■ **GIVEN PROBLEM A**
Print the passage of the wooden modem text from "The probability of" to "the phone company.", character for character.
■ **GIVEN PROBLEM B**
Pick up the account of the wooden modem found at the swap meet right after its final sentence and keep writing it.

■ **SELECTED EXTRACT**
A few years ago, I was out at the W6TRW swap meet at the parking lot of Northrop Grumman in Redondo Beach, California. Tucked away between TVs shaped like polar bears and an infinite variety of cell phone chargers and wall warts was a small wooden box. There was a latch, a wooden handle, and on the side a DB-25 port. There was a switch for half duplex and full duplex. I knew what this was. This was a modem. A wooden modem. Specifically, a Livermore Data Systems acoustically coupled modem from 1965 or thereabouts.

The Livermore Data Systems Modem, where I found it. It cost me $20

The probability of knowing what an acoustically coupled modem looks like is inversely proportional to knowing what Fortnite is, so for anyone reading this who has no idea what I’m talking about, I’ll spell it out. Before there was WiFi and Ethernet and cable modems and fiber everywhere, you connected to the Internet and BBSes via phone lines. A modem turns digital data, in this case a serial connection, into analog data or sound. Oh yeah, we had phone lines, too. The phone lines and the phones in your house were owned by AT&T. Yes, you rented a phone from the phone company.

■ **SOURCE EXCERPT**
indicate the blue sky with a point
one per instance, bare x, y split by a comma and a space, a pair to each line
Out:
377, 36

■ **ANSWER A**
The probability of knowing what an acoustically coupled modem looks like is inversely proportional to knowing what Fortnite is, so for anyone reading this who has no idea what I’m talking about, I’ll spell it out. Before there was WiFi and Ethernet and cable modems and fiber everywhere, you connected to the Internet and BBSes via phone lines. A modem turns digital data, in this case a serial connection, into analog data or sound. Oh yeah, we had phone lines, too. The phone lines and the phones in your house were owned by AT&T. Yes, you rented a phone from the phone company.

■ **ANSWER B**
90s kids might remember plugging in a US Robotics modem into your computer, then plugging an RJ-11 jack into the modem. When this wooden modem was built, that would have been illegal. Starting with the communications act of 1934, it was illegal to attach anything to the phone in your house. This changed in 1956 with Hush-A-Phone Corp v. United States, which ruled you could mechanically attach something to a phone’s headset. (In Hush-A-Phone’s case, it was a small box that fit over a candlestick phone to give you more privacy.)

The right to attach something to AT&T’s equipment changed again in 1968 with Carterphone decision that allowed anyone to connect something electronically to AT&T’s network. This opened the door for plugging an RJ-11 phone jack directly into your computer, but it wasn’t until 1978 that the tariffs, specifications, and certifications were worked out. The acoustically coupled modem was the solution to sending data through the phone lines from 1956 until 1978. It was a hack of the legal system.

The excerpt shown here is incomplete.